What you will do>
Starting at the line below that contains "Report the position of each instance of the blue" and ending at the line that contains "Report the position of each instance of the tree as", retype each line exactly as it stands, but omit the pictures.

Records supplied>

----

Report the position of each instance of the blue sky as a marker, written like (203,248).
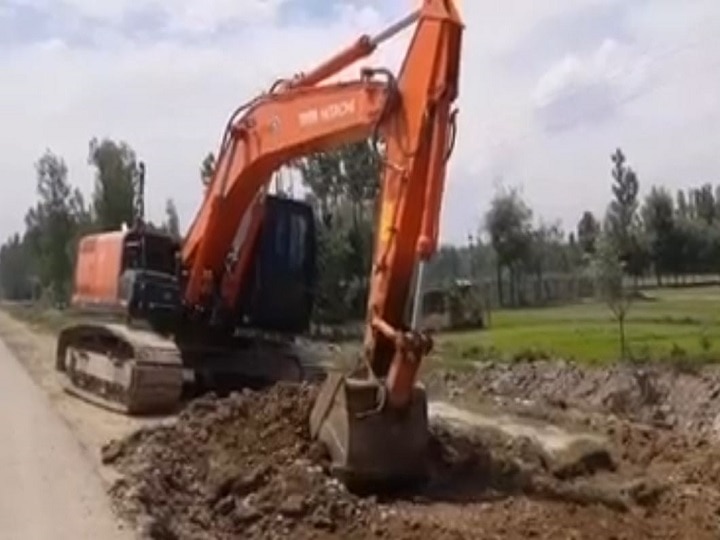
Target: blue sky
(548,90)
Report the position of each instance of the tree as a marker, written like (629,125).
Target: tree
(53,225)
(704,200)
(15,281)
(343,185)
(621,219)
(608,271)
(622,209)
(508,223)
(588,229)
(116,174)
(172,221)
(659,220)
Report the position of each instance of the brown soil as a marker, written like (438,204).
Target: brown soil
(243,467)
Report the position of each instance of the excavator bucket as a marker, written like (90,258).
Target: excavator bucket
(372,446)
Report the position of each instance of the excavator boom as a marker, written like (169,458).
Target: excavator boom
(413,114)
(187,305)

----

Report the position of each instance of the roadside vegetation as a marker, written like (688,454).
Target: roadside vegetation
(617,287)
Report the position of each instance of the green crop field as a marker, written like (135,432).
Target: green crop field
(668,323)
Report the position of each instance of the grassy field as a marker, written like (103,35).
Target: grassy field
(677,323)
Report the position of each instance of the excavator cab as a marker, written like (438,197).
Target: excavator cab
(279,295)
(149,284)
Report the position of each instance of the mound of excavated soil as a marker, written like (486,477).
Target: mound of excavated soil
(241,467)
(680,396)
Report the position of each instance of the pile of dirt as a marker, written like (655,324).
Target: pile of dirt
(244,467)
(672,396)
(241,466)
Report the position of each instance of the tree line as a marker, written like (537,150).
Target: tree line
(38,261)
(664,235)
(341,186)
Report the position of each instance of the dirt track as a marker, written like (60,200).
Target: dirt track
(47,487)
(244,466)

----

Answer to this exercise>
Report the position of each instance of the blue sky as a marker, written like (203,248).
Target: blue sky
(548,90)
Report the position of each instance of the tree as a marker, written like (629,125).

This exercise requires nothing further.